What is asked.
Lay out everything from the line containing "Target: gray leather recliner" down to the end of the material as a numbered list, one line per item, with blank lines omitted. Leave the pictures out of the answer.

Coordinate labeling data.
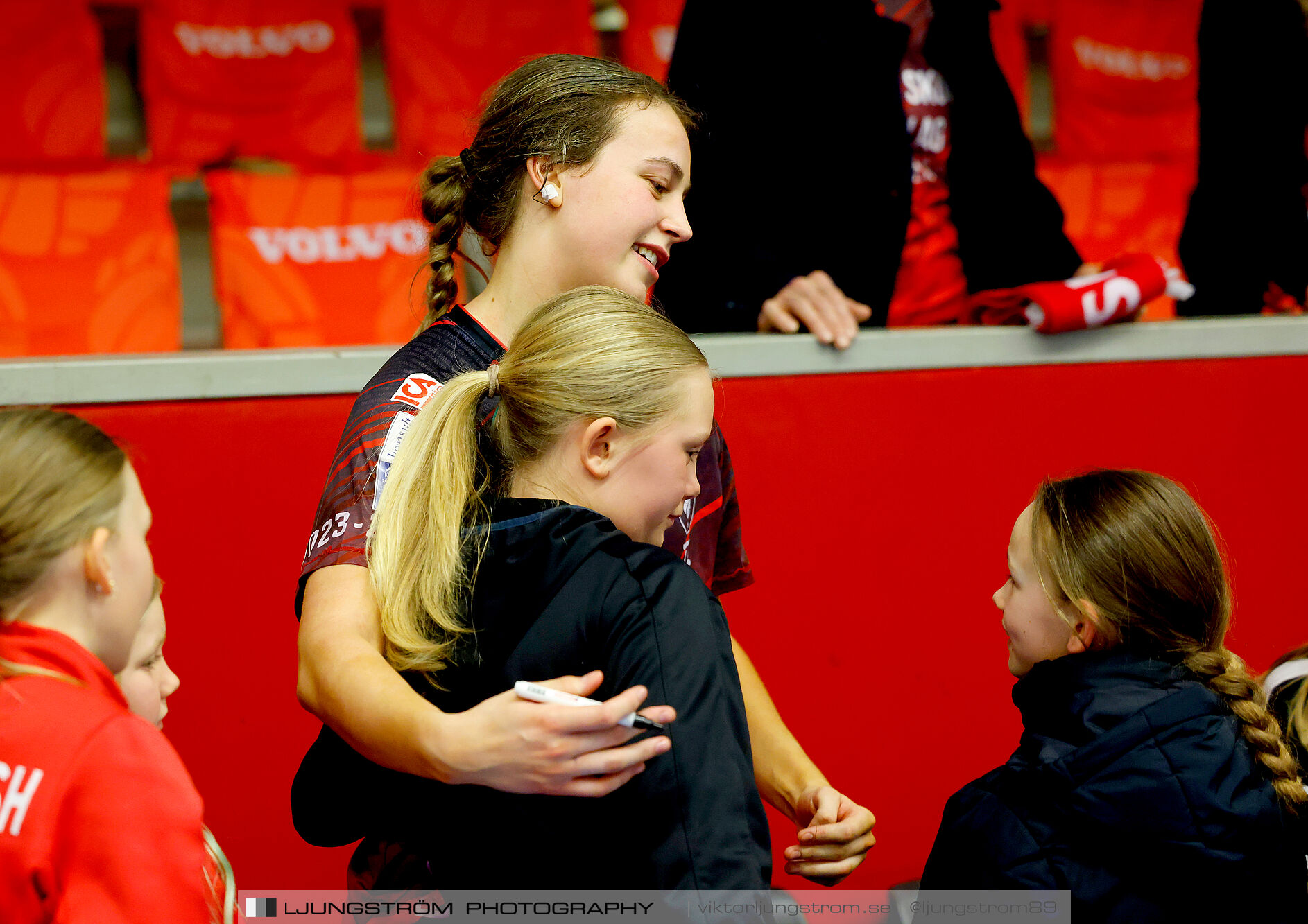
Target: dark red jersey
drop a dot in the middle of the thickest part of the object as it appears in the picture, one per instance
(707, 536)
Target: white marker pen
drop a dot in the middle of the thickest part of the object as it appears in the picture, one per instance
(543, 695)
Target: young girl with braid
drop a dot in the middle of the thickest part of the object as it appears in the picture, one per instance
(1151, 782)
(576, 177)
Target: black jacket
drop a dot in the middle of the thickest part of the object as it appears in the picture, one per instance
(1133, 788)
(562, 591)
(803, 159)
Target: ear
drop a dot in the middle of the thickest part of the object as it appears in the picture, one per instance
(540, 171)
(1086, 630)
(96, 561)
(596, 446)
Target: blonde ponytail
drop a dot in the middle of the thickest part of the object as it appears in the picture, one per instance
(589, 354)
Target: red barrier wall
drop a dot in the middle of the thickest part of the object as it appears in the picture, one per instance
(877, 510)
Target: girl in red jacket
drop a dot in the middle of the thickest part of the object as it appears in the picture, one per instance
(98, 819)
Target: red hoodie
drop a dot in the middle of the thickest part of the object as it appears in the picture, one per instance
(98, 819)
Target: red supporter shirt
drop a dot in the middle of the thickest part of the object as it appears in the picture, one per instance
(930, 286)
(707, 537)
(100, 822)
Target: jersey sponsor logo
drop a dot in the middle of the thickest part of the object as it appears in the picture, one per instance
(339, 243)
(313, 37)
(416, 391)
(17, 798)
(391, 446)
(1129, 63)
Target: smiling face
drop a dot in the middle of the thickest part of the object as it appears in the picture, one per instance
(1036, 633)
(147, 683)
(620, 213)
(653, 473)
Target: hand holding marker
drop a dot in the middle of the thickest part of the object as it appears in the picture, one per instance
(543, 695)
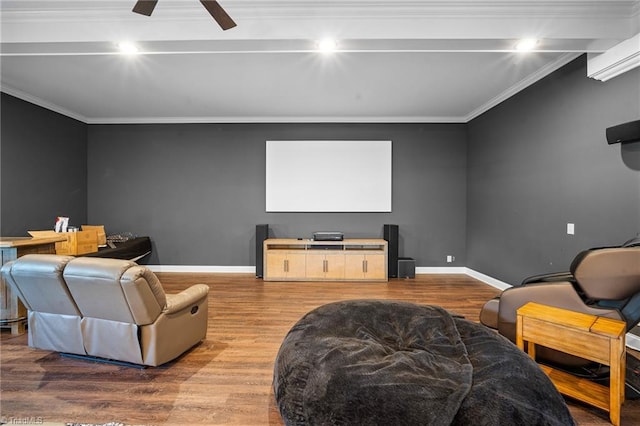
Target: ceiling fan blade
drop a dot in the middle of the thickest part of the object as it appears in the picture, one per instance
(145, 7)
(218, 13)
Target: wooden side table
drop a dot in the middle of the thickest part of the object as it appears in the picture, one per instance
(587, 336)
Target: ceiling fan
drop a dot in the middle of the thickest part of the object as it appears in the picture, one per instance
(145, 7)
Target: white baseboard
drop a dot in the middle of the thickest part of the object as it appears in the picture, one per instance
(501, 285)
(203, 269)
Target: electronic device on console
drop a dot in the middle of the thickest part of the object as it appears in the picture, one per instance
(328, 236)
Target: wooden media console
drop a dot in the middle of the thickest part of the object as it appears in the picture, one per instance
(309, 260)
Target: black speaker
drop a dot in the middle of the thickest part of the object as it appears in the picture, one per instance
(626, 132)
(262, 233)
(390, 234)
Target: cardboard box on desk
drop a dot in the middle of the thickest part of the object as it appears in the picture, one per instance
(77, 243)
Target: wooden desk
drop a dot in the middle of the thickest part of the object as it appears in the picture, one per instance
(12, 311)
(587, 336)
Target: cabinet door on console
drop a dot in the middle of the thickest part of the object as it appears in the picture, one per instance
(325, 265)
(284, 264)
(365, 266)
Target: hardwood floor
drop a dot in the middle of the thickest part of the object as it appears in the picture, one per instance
(226, 379)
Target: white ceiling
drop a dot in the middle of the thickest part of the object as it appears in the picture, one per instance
(398, 61)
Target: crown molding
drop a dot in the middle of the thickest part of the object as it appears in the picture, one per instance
(42, 103)
(523, 84)
(46, 10)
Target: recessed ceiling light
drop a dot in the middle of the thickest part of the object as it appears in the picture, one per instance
(128, 48)
(527, 44)
(327, 45)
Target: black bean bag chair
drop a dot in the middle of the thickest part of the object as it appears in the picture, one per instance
(369, 362)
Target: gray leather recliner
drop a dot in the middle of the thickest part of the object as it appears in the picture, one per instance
(603, 282)
(106, 308)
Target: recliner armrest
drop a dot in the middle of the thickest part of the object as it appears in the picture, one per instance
(560, 295)
(186, 298)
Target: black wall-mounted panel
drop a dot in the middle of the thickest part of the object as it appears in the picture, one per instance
(262, 233)
(391, 235)
(625, 132)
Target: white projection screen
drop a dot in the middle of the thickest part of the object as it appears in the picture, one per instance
(328, 176)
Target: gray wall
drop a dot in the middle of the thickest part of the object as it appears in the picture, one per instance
(43, 163)
(199, 189)
(540, 160)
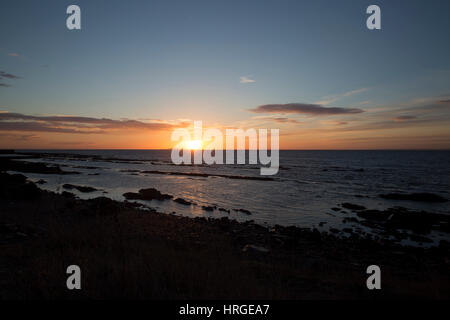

Expected answer.
1. Target: gray leather recliner
2. drop a dot in the middle of the thickest part of the object as it appears in the picture, one per instance
3. (603, 282)
4. (106, 308)
5. Target: recliner armrest
6. drop a dot in the middle of the thickest part of the object as it appears in the picture, one per instance
7. (560, 295)
8. (186, 298)
9. Target: black wall-mounted panel
10. drop a dot in the middle of the thickest part of the object as it appears in the picture, one per instance
11. (262, 233)
12. (391, 235)
13. (625, 132)
14. Target: white projection screen
15. drop a dot in the middle of the thickest part of the object as it appears in the picture, one per instance
16. (328, 176)
17. Target: gray wall
18. drop a dot in the middle of the thickest part of the object as it appears in the picture, one per instance
19. (43, 163)
20. (199, 189)
21. (540, 160)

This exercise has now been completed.